§ **Stated goal**: Print the stretch from the very start of the entries through the line that contains "[(702, 932), (655, 7), (2, 8), (9, 936)]", verbatim and with both ends included.

"""

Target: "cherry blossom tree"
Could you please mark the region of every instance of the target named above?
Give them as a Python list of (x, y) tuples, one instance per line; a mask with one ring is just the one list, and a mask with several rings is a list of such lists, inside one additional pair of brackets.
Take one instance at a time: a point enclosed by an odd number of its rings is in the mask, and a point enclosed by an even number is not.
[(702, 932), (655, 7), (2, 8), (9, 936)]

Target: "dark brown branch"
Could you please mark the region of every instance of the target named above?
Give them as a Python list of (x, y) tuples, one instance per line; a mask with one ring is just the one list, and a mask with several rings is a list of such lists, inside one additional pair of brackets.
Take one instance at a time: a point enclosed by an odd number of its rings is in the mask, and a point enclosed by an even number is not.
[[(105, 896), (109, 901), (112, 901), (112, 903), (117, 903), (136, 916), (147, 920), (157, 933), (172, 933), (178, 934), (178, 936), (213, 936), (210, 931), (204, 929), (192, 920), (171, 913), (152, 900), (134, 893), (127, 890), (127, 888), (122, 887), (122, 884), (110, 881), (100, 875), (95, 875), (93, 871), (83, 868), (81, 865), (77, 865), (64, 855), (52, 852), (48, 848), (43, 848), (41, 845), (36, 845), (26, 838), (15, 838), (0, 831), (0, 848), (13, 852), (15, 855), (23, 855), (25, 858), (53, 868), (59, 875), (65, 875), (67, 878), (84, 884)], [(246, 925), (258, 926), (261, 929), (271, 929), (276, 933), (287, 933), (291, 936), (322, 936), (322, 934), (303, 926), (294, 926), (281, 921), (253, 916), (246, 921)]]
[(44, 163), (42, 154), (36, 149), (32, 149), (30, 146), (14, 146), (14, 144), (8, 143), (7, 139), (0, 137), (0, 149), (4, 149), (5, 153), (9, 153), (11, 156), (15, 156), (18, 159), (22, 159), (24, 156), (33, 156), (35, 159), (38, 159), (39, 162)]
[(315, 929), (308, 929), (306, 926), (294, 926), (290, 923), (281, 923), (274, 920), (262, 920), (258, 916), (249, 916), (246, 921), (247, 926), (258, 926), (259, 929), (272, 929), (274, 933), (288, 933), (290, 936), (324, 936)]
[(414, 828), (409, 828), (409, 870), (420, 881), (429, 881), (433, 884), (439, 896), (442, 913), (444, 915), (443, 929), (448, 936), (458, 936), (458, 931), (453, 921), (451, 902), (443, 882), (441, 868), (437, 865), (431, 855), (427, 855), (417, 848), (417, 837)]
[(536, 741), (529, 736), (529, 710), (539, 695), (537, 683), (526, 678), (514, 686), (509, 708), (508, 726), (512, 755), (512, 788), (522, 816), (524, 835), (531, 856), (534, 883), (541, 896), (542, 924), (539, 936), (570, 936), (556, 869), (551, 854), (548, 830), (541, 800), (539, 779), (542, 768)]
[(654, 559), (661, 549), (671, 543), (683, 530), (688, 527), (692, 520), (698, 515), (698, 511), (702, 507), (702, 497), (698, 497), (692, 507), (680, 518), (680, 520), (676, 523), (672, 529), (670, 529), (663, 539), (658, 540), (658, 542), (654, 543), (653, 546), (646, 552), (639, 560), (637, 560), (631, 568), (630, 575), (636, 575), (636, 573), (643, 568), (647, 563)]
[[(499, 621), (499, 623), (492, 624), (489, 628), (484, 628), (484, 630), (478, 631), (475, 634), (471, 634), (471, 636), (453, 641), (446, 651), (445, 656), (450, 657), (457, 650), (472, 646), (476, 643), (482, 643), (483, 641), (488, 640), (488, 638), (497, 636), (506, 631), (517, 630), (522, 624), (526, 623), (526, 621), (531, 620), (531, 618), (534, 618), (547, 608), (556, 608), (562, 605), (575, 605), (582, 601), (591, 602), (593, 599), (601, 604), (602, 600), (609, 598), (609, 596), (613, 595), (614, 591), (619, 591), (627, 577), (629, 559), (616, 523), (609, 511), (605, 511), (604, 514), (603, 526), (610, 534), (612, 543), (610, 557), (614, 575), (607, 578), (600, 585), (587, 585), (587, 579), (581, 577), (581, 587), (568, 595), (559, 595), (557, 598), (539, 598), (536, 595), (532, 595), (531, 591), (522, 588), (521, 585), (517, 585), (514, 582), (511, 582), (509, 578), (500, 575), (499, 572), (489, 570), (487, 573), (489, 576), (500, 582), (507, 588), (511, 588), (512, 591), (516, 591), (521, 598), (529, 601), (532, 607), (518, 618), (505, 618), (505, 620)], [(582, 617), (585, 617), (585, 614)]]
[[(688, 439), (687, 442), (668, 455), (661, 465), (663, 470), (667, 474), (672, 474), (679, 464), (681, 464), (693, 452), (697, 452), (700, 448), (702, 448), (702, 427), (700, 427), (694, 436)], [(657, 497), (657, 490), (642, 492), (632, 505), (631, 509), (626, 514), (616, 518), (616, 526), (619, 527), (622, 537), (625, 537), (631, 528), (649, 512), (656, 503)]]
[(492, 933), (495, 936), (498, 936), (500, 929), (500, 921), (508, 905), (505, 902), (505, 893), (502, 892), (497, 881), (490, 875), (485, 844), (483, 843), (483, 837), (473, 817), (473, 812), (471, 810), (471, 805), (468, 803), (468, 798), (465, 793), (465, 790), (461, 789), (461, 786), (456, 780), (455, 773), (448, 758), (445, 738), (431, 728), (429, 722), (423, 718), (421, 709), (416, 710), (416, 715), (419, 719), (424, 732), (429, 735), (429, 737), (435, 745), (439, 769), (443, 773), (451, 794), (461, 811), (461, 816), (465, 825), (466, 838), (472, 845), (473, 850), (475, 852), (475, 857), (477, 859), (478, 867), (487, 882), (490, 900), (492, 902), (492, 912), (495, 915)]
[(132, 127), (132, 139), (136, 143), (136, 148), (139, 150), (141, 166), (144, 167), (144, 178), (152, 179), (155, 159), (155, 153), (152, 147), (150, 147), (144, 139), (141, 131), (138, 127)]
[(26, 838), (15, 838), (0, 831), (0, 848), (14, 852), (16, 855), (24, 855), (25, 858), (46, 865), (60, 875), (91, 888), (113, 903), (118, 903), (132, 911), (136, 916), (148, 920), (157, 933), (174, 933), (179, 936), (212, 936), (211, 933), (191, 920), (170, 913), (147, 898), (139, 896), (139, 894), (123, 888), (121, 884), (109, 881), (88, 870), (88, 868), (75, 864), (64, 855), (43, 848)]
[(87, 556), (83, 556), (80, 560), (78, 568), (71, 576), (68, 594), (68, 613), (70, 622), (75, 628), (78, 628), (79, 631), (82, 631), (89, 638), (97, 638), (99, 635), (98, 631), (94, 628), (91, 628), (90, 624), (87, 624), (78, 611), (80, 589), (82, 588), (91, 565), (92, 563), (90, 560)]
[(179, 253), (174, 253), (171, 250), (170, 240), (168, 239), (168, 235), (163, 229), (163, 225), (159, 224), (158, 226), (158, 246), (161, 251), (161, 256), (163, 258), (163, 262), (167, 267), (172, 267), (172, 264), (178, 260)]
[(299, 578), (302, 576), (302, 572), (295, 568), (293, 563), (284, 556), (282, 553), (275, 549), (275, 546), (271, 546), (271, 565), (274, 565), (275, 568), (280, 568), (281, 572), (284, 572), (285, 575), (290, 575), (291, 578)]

"""

§ **Output**:
Target: "cherry blossom tree"
Could you please mark the region of every instance of the target named above?
Give them as a Python list of (x, y) tuples, one instance per line; a mask with one ring is just the one list, and a mask with several rings is a list of such lists, inside one additional pair of brackets.
Take one instance at a time: a point enclosed by an odd number of its rings is in the mask, and a point enclosed by an even number is not.
[(702, 932), (655, 7), (2, 8), (9, 936)]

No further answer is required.